请把从数据开头到包含“top-left (576, 159), bottom-right (584, 200)”的那一行为止的各行（首尾两行都算在内）转换为 JSON 字符串列表，每行对应一个字符串，略去空行。其余的行不要纳入。

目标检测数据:
———

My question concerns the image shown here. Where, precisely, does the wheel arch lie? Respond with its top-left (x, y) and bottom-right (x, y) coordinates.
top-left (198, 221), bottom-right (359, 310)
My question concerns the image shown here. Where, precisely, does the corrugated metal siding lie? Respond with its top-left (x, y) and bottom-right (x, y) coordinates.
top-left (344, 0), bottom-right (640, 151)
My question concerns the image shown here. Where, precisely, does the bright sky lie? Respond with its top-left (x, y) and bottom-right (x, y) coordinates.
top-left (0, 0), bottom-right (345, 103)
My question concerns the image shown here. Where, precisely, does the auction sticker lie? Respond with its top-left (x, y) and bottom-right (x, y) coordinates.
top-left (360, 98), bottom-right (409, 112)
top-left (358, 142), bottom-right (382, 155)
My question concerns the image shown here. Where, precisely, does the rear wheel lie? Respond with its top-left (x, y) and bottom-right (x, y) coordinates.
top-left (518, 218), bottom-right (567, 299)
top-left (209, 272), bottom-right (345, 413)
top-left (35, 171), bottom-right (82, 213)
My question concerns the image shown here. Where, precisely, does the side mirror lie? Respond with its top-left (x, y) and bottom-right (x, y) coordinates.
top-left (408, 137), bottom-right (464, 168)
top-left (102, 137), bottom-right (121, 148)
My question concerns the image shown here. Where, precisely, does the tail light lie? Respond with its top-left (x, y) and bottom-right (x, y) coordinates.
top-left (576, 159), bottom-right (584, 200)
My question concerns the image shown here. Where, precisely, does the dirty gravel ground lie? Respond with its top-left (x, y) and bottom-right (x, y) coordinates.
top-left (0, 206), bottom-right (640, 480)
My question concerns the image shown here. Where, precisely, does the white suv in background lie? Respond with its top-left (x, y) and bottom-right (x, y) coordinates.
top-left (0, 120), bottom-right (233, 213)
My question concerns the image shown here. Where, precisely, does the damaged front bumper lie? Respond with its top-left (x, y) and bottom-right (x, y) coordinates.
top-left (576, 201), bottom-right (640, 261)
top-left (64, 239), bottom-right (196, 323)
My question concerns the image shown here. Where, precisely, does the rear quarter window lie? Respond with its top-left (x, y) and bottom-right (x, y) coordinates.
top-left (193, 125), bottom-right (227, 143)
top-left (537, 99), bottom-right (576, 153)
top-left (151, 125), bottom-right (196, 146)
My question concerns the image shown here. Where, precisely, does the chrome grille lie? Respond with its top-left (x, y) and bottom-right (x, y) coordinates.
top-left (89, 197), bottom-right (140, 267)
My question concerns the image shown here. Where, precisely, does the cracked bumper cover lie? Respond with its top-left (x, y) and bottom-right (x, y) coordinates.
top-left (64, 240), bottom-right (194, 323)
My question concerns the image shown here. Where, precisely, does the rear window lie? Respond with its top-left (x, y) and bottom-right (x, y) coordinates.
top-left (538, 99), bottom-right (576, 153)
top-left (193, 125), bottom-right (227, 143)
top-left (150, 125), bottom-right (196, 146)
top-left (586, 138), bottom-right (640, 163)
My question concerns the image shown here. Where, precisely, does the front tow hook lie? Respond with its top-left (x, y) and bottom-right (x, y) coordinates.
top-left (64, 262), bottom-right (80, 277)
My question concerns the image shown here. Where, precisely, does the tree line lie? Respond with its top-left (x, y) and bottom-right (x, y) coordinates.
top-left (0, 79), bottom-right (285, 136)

———

任务结果:
[
  "My question concerns the image shown here. Where, precisely, does the wheel arch lie? Respond with its top-left (x, y) and bottom-right (x, y) coordinates.",
  "top-left (198, 221), bottom-right (359, 310)",
  "My question concerns the image shown here. Where, precisely, does the corrugated metal siding lie? Respond with its top-left (x, y) and bottom-right (x, y) coordinates.",
  "top-left (344, 0), bottom-right (640, 151)",
  "My question concerns the image shown here. Where, precisely, does the bright sky lie? Respond with its top-left (x, y) and bottom-right (x, y) coordinates.",
  "top-left (0, 0), bottom-right (345, 103)",
  "My question concerns the image shown here. Where, precisely, does the auction sticker lie? Respond with its top-left (x, y) and bottom-right (x, y) coordinates.",
  "top-left (360, 98), bottom-right (409, 112)",
  "top-left (358, 142), bottom-right (382, 155)",
  "My question concerns the image shown here. Where, precisely, does the rear wheel lie? Respond with its top-left (x, y) and bottom-right (x, y) coordinates.",
  "top-left (518, 218), bottom-right (567, 299)",
  "top-left (209, 272), bottom-right (345, 413)",
  "top-left (35, 171), bottom-right (82, 213)",
  "My question concerns the image shown here. Where, precisely, does the side mirror lie? Respond with its top-left (x, y) and bottom-right (x, y) coordinates.",
  "top-left (408, 137), bottom-right (464, 168)",
  "top-left (102, 137), bottom-right (121, 148)",
  "My question concerns the image shown here. Where, precisely, does the tail light lie? Respond with its top-left (x, y) and bottom-right (x, y) coordinates.",
  "top-left (576, 159), bottom-right (584, 200)"
]